Consul nodes can experience resource exhaustion, including disk i/o, memory and CPU utilization. Here are some linux commands you can use to determine if those consul nodes are experiencing resource exhaustion.
Commands
top
$ top
top
is used to display all the running and active real-time processes in ordered list and updates it regularly. It displays CPU usage, Memory usage, Swap Memory, Cache Size, Buffer Size, Process PID, User, Commands and much more. It also shows high memory and cpu utilization of a running processes.
vmstat
$ vmstat
vmstat
will display statistics about system processes, memory, swap, I/O, and the CPU performance. These statistics are generated using data from the last time the command was run to the present.
mpstat
$ mpstat -P ALL
mpstat
writes to standard output about activities for each available processor, processor 0 being the first one. Global average activities among all processors are also reported.
sar
$ sar
sar
is a performance monitoring tool for collecting, viewing and recording performance data and can list what a system is doing all the time. Sar can generate report and email them to system admin. The statistics reported by sar includes I/O transfer rates, paging activity, process-related activities, interrupts, network activity, memory and swap space utilization, CPU utilization, kernel activities and TTY statistics, among others.
lsof
$ lsof
lsof
is used to display a list of all the open files and the processes. The open files included are disk files, network sockets, pipes, devices and processes.
tcpdump
$ tcpdump -i eth0
tcpdump
is one of the most widely used command-line network packet analyzer or packets sniffer program that is used capture or filter TCP/IP packets that received or transferred on a specific interface over a network. It also provides a option to save captured packages in a file for later analysis.

Requests:
A. In the guide to checking Consul nodes for resource exhaustion, what does the mpstat entry say is the first processor?
B. From the Consul resource exhaustion guide, copy the passage between "Consul nodes can" and "a running processes.", inclusive, word for word.

Provided material:
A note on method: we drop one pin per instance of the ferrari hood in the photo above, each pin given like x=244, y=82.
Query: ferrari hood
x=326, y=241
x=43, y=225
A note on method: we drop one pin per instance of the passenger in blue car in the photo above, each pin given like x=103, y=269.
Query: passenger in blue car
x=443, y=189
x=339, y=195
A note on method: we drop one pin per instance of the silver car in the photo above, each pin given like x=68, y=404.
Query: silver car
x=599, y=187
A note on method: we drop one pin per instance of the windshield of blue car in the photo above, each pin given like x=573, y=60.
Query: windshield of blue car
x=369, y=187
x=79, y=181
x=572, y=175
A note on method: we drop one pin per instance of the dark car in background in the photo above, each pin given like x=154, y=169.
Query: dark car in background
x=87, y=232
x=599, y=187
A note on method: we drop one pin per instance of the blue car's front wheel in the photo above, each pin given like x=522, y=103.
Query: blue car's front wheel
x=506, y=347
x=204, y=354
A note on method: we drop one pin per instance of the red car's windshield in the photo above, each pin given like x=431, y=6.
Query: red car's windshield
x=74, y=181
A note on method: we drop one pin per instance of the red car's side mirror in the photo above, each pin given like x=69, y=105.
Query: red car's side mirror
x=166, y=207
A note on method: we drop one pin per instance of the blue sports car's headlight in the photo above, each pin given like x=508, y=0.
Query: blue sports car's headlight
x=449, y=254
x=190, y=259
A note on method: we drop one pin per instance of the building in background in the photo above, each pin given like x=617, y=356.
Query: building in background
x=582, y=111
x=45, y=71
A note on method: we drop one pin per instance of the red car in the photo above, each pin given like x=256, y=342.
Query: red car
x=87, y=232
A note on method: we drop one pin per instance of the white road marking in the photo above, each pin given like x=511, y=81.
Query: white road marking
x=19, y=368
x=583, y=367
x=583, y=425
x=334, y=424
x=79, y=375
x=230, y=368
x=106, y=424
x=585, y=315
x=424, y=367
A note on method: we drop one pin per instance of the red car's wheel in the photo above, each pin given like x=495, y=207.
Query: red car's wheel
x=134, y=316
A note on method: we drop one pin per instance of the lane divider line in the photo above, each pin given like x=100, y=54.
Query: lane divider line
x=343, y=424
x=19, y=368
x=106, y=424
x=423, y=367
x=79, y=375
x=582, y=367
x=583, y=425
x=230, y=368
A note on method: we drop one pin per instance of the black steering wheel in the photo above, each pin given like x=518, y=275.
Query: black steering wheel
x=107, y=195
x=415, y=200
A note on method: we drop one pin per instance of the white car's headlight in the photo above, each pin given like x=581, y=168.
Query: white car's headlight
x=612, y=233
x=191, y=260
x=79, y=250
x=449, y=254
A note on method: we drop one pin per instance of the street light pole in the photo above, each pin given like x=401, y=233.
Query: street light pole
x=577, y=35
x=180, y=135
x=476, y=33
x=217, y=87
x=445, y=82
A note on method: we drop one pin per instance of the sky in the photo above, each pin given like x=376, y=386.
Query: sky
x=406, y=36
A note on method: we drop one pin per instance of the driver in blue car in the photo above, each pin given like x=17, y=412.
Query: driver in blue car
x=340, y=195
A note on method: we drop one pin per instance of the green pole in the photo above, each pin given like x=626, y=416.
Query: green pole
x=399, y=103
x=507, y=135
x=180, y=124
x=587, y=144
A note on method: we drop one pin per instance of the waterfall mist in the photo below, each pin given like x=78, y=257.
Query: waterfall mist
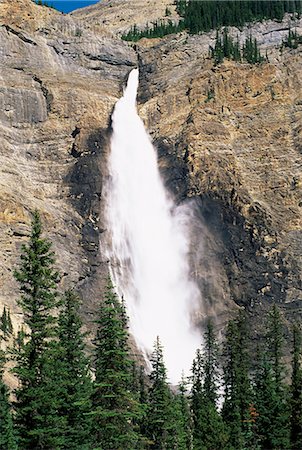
x=149, y=246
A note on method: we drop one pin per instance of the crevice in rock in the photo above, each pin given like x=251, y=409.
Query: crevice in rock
x=47, y=95
x=19, y=35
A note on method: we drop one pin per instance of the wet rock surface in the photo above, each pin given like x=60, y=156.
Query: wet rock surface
x=228, y=139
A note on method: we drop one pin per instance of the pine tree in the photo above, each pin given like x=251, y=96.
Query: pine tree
x=182, y=418
x=4, y=323
x=73, y=369
x=115, y=409
x=208, y=428
x=7, y=433
x=270, y=391
x=238, y=394
x=159, y=422
x=37, y=393
x=9, y=323
x=296, y=391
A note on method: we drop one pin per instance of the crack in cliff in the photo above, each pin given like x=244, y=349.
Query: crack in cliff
x=19, y=35
x=47, y=95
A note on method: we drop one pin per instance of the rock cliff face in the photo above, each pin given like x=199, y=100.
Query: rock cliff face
x=228, y=139
x=58, y=86
x=233, y=133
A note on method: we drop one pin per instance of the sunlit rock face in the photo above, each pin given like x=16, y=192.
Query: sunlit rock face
x=232, y=133
x=58, y=86
x=228, y=140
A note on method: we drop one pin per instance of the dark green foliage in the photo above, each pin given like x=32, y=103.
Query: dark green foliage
x=160, y=429
x=207, y=15
x=37, y=396
x=270, y=391
x=7, y=433
x=208, y=429
x=296, y=391
x=75, y=381
x=238, y=393
x=182, y=417
x=115, y=409
x=251, y=52
x=6, y=323
x=159, y=28
x=225, y=47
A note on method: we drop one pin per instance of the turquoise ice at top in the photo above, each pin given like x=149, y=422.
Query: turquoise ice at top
x=68, y=6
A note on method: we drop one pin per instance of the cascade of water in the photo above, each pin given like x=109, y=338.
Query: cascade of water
x=149, y=244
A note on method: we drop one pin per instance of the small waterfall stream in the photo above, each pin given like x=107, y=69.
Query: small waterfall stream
x=149, y=244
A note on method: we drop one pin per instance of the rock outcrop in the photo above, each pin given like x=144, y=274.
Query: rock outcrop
x=228, y=138
x=58, y=86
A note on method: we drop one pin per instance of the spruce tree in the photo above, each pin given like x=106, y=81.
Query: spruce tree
x=237, y=386
x=208, y=428
x=159, y=423
x=296, y=391
x=75, y=380
x=37, y=397
x=270, y=390
x=7, y=432
x=182, y=418
x=115, y=410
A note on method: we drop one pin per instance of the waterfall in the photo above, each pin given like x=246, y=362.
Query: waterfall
x=149, y=244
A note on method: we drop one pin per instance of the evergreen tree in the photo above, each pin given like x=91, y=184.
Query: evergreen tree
x=238, y=394
x=75, y=381
x=159, y=423
x=4, y=322
x=208, y=429
x=37, y=392
x=296, y=391
x=115, y=409
x=182, y=418
x=7, y=434
x=270, y=391
x=9, y=323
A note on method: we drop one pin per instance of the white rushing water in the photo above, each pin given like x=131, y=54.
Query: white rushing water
x=149, y=247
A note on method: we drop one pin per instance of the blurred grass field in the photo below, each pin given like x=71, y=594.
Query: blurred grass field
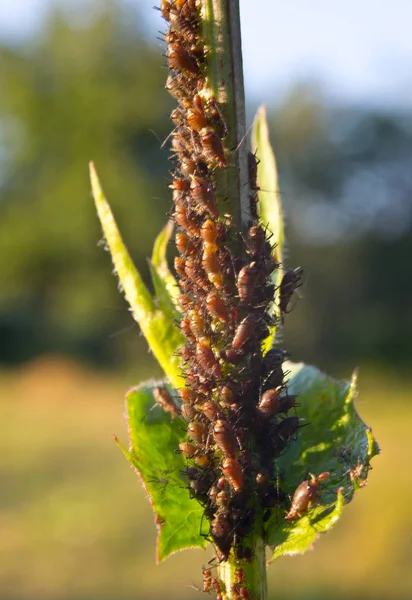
x=75, y=523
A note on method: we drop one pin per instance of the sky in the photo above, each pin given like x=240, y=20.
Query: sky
x=361, y=50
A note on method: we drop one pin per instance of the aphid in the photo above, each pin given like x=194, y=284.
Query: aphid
x=210, y=410
x=196, y=274
x=222, y=534
x=233, y=472
x=189, y=167
x=206, y=359
x=272, y=403
x=217, y=307
x=186, y=221
x=188, y=449
x=244, y=332
x=209, y=233
x=180, y=266
x=197, y=324
x=292, y=279
x=211, y=265
x=240, y=575
x=226, y=396
x=197, y=431
x=181, y=60
x=244, y=594
x=256, y=240
x=273, y=359
x=305, y=495
x=164, y=399
x=204, y=196
x=186, y=395
x=188, y=412
x=207, y=580
x=287, y=429
x=246, y=281
x=224, y=438
x=212, y=147
x=185, y=245
x=196, y=119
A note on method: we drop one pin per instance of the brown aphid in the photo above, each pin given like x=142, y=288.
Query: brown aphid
x=196, y=119
x=292, y=279
x=164, y=399
x=305, y=495
x=256, y=240
x=188, y=449
x=180, y=266
x=197, y=324
x=190, y=167
x=206, y=359
x=204, y=195
x=187, y=222
x=207, y=580
x=209, y=232
x=233, y=473
x=188, y=412
x=217, y=307
x=186, y=329
x=181, y=60
x=222, y=534
x=244, y=332
x=185, y=246
x=187, y=395
x=210, y=410
x=196, y=274
x=240, y=575
x=269, y=403
x=226, y=396
x=183, y=27
x=287, y=429
x=272, y=403
x=232, y=356
x=244, y=594
x=197, y=431
x=211, y=265
x=175, y=85
x=246, y=282
x=212, y=147
x=165, y=8
x=273, y=359
x=224, y=438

Solutions below:
A. Processor 0.

B.
Consul nodes can experience resource exhaustion, including disk i/o, memory and CPU utilization. Here are some linux commands you can use to determine if those consul nodes are experiencing resource exhaustion.
Commands
top
$ top
top
is used to display all the running and active real-time processes in ordered list and updates it regularly. It displays CPU usage, Memory usage, Swap Memory, Cache Size, Buffer Size, Process PID, User, Commands and much more. It also shows high memory and cpu utilization of a running processes.